> _Exercise directions_: Write down each entry again, exactly as it reads.

━━━━━ Entries shown

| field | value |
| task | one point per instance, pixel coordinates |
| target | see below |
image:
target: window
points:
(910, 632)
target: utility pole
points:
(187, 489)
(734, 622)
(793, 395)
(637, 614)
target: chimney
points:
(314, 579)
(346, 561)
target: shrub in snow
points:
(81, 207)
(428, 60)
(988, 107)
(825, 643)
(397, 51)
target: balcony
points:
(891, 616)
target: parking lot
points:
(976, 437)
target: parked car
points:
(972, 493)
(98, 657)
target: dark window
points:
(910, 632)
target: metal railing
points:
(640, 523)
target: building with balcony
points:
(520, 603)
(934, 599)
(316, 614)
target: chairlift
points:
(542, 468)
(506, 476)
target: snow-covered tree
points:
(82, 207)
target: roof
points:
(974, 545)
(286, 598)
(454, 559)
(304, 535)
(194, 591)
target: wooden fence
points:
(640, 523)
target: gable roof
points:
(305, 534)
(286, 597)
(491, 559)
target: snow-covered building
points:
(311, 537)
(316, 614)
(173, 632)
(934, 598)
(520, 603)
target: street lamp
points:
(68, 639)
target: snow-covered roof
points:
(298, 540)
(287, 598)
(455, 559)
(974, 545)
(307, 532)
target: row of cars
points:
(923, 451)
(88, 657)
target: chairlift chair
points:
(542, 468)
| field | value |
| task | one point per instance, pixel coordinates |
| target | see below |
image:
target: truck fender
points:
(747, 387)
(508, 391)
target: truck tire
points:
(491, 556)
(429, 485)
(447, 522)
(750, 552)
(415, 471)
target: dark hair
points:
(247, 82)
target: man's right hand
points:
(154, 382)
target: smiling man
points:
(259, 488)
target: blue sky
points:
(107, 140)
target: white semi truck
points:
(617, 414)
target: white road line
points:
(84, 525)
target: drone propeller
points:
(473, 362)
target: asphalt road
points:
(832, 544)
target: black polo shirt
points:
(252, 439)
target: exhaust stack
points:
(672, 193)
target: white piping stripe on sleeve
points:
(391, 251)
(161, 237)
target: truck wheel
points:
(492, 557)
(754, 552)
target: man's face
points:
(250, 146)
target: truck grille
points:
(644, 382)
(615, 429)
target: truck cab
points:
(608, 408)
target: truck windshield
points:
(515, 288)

━━━━━━━━━━

> _Solution_:
| field | value |
| task | one point per instance, pixel coordinates |
| target | see below |
image:
target: window
points:
(910, 632)
target: utility pole
points:
(187, 489)
(734, 622)
(793, 395)
(637, 614)
target: chimney
points:
(314, 579)
(346, 561)
target: shrub in snow
points:
(81, 207)
(428, 60)
(988, 107)
(825, 643)
(397, 51)
target: balcony
points:
(891, 616)
target: parking lot
points:
(976, 437)
target: parked car
points:
(972, 493)
(98, 657)
target: dark window
points:
(910, 632)
target: metal railing
points:
(640, 523)
target: building with balcony
points:
(520, 603)
(934, 599)
(316, 614)
target: chairlift
points:
(542, 468)
(506, 476)
target: snow-covered tree
points:
(82, 207)
target: roof
points:
(974, 545)
(286, 598)
(454, 559)
(304, 535)
(194, 591)
target: wooden fence
points:
(640, 523)
target: gable roof
points:
(305, 534)
(286, 597)
(491, 559)
target: snow-covered building
points:
(311, 537)
(316, 614)
(173, 632)
(934, 598)
(520, 603)
target: street lamp
points:
(68, 639)
target: snow-covered roof
points:
(298, 540)
(287, 598)
(455, 559)
(974, 545)
(307, 532)
target: row of cars
points:
(923, 451)
(88, 657)
target: chairlift chair
points:
(542, 468)
| field | value |
| task | one point per instance, pixel coordinates |
| target | see below |
image:
target: truck fender
points:
(747, 387)
(508, 391)
target: truck tire
points:
(491, 556)
(429, 485)
(447, 522)
(750, 552)
(415, 471)
target: dark hair
points:
(247, 82)
target: man's right hand
points:
(154, 382)
target: smiling man
points:
(259, 488)
target: blue sky
points:
(107, 140)
target: white semi truck
points:
(617, 414)
target: white road line
points:
(84, 525)
target: drone propeller
points:
(473, 362)
target: asphalt road
points:
(832, 544)
target: black polo shirt
points:
(252, 439)
target: exhaust stack
points:
(672, 193)
target: white piping stripe on sleeve
points:
(391, 251)
(161, 237)
target: truck wheel
points:
(492, 557)
(754, 552)
target: man's face
points:
(250, 146)
target: truck grille
points:
(644, 382)
(615, 429)
target: truck cab
points:
(608, 408)
target: truck windshield
points:
(515, 288)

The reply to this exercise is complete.